● **Verilen görev 1**
Kayıtlarda "blue" dizesini içeren satırların sayısını verin ve yalnızca bu sayıyı yazın.

Ancak bir kıvılcım eksik, Burada girişim merkezi nasıl yönetilir? Nasıl kurulur? Nasıl programlar yapılır maalesef tam olarak bilinmiyor. Gördüğüm kadarıyla ciddi melek yatırım ağları ile de ciddi bir bağlantı yok. Sektör ile politika yapıcılar arasında neredeyse hiç bir bağ yok. Odalar kendi hedefinde, Üniversiteler kendi hedefinde, Kobi ve Turizm girişimcileri de kendi hedeflerine bakıyorlar. İnanın, geldiğimden beri çok gezdim çok güzel insanlar ile tanıştım. Ancak bu şehirde özellikle katma değerli girişimcilik konusunda çok az çaba gördüm.(Teknokentler Hariç, yapıları gereği ellerinden geleni yapıyorlar) Ancak, Antalya da çok ciddi katma değerli girişimciler var bunların başında havacılık sektörü geliyor bence…


Zorluklar ve Gereken Dönüşüm

Elbette her potansiyelin önünde bazı engeller vardır:

  • Mevsimsellik: İş gücü sürekliliği ve gelir dengesi için alternatif sektörlerin güçlenmesi şart.

● **Verilen görev 2**
Antalya'da girişimcilik üzerine olan metinde "Zorluklar ve Gereken" ile "sektörlerin güçlenmesi şart." arasındaki bölümü, iki uç da dahil olmak üzere, aynen kopyalayın.

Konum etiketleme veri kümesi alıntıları
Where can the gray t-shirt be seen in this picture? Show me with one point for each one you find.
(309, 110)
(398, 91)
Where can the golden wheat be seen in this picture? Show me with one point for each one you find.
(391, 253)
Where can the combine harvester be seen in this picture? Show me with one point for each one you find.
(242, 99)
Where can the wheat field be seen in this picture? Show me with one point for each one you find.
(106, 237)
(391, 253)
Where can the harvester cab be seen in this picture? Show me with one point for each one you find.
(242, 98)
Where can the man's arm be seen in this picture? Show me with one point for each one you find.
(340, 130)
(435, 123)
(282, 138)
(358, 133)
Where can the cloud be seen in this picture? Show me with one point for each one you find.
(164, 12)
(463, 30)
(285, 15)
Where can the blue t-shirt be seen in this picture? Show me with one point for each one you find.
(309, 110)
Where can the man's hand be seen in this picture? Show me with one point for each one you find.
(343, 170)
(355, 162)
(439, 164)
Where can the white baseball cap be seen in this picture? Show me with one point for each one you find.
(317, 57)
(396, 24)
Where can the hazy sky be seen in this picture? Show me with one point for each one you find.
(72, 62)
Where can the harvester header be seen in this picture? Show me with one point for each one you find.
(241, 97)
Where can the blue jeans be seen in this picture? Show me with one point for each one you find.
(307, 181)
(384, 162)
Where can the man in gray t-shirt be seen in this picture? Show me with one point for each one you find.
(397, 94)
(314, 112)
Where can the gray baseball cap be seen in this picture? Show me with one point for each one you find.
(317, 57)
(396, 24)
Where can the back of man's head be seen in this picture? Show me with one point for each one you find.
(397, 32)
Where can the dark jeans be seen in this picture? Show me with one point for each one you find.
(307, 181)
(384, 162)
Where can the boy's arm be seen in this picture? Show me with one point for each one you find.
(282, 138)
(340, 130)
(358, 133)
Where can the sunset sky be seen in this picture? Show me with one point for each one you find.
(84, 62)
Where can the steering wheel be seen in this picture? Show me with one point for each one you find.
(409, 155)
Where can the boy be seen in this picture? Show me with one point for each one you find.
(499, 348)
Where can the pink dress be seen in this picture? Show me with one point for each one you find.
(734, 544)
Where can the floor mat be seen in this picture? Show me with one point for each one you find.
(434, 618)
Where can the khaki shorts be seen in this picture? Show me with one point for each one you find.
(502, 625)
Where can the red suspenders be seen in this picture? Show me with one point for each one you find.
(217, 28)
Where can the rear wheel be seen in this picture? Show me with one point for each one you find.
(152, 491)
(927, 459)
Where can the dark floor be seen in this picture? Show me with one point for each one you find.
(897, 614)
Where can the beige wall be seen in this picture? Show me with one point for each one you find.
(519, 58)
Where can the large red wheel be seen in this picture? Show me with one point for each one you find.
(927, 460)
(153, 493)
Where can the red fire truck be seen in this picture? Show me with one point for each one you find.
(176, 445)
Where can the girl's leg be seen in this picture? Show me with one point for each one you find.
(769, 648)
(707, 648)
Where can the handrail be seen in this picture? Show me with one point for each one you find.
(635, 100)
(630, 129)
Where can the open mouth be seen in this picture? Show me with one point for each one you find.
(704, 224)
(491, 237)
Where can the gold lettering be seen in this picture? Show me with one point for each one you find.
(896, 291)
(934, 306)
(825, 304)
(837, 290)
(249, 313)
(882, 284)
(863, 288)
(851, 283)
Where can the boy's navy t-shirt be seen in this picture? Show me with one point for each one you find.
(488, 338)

● **Doğru çıktı 1**
2

● **Doğru çıktı 2**
Zorluklar ve Gereken Dönüşüm

Elbette her potansiyelin önünde bazı engeller vardır:

  • Mevsimsellik: İş gücü sürekliliği ve gelir dengesi için alternatif sektörlerin güçlenmesi şart.